## ACTION ITEM
Reproduce the data exactly as it stands.

## AVAILABLE DATA
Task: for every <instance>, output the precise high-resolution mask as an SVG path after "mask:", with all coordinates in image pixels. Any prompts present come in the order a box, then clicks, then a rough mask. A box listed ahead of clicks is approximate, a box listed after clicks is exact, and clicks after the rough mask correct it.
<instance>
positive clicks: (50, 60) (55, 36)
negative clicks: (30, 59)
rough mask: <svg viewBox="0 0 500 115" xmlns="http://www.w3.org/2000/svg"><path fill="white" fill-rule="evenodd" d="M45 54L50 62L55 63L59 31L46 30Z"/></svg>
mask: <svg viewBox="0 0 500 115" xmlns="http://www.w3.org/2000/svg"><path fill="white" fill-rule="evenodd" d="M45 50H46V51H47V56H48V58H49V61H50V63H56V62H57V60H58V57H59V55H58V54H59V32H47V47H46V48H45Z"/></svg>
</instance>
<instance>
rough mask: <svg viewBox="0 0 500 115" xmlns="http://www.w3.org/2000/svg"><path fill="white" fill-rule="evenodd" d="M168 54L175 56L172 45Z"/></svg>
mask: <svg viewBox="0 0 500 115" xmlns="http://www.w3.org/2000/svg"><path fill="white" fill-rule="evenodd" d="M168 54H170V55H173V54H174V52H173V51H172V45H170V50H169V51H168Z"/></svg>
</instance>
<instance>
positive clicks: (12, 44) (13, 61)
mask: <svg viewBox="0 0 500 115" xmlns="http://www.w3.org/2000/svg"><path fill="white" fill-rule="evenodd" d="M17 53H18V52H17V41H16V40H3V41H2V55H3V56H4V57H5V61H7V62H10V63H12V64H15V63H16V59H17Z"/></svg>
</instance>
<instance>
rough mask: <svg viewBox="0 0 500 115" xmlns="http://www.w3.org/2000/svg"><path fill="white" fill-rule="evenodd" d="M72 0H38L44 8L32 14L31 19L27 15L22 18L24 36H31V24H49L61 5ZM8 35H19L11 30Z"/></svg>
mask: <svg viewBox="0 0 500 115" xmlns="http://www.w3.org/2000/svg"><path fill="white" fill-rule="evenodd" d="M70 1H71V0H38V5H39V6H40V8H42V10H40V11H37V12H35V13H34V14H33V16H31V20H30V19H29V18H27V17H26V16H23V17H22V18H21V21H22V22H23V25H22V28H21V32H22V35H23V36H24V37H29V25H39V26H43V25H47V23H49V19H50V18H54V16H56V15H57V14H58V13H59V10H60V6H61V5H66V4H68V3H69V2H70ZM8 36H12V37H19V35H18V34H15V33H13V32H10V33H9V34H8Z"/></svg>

## EXERCISE RESPONSE
Task: for every <instance>, output the precise high-resolution mask as an SVG path after "mask:", with all coordinates in image pixels. Any prompts present come in the order a box, then clicks, then a rough mask. A box listed ahead of clicks is approximate, a box listed after clicks is exact, and clicks after the rough mask correct it.
<instance>
positive clicks: (50, 60) (55, 36)
negative clicks: (30, 59)
rough mask: <svg viewBox="0 0 500 115" xmlns="http://www.w3.org/2000/svg"><path fill="white" fill-rule="evenodd" d="M45 54L50 62L55 63L59 31L46 30Z"/></svg>
mask: <svg viewBox="0 0 500 115" xmlns="http://www.w3.org/2000/svg"><path fill="white" fill-rule="evenodd" d="M45 50H46V51H47V56H48V58H49V61H50V63H56V62H57V60H58V57H59V55H58V54H59V32H47V47H46V48H45Z"/></svg>
</instance>
<instance>
rough mask: <svg viewBox="0 0 500 115" xmlns="http://www.w3.org/2000/svg"><path fill="white" fill-rule="evenodd" d="M168 54L175 56L172 45Z"/></svg>
mask: <svg viewBox="0 0 500 115" xmlns="http://www.w3.org/2000/svg"><path fill="white" fill-rule="evenodd" d="M168 54H170V55H173V54H174V52H173V51H172V45H170V50H169V51H168Z"/></svg>
</instance>
<instance>
positive clicks: (12, 44) (13, 61)
mask: <svg viewBox="0 0 500 115" xmlns="http://www.w3.org/2000/svg"><path fill="white" fill-rule="evenodd" d="M17 53H18V52H17V41H16V40H3V41H2V55H3V56H4V57H5V61H7V62H10V63H12V64H15V63H16V59H17Z"/></svg>
</instance>
<instance>
rough mask: <svg viewBox="0 0 500 115" xmlns="http://www.w3.org/2000/svg"><path fill="white" fill-rule="evenodd" d="M72 0H38L44 8L32 14L31 19L27 15L22 18L24 36H31V24H49L61 5ZM8 35H19L11 30Z"/></svg>
mask: <svg viewBox="0 0 500 115" xmlns="http://www.w3.org/2000/svg"><path fill="white" fill-rule="evenodd" d="M70 1H71V0H38V5H39V6H40V8H42V10H40V11H37V12H35V13H34V14H33V16H31V20H30V19H29V18H27V17H26V16H23V17H22V18H21V21H22V22H23V25H22V28H21V32H22V35H23V36H24V37H29V25H39V26H43V25H47V23H49V19H50V18H54V16H56V15H57V14H58V13H59V10H60V6H61V5H66V4H68V3H69V2H70ZM8 36H12V37H19V35H18V34H15V33H13V32H10V33H9V34H8Z"/></svg>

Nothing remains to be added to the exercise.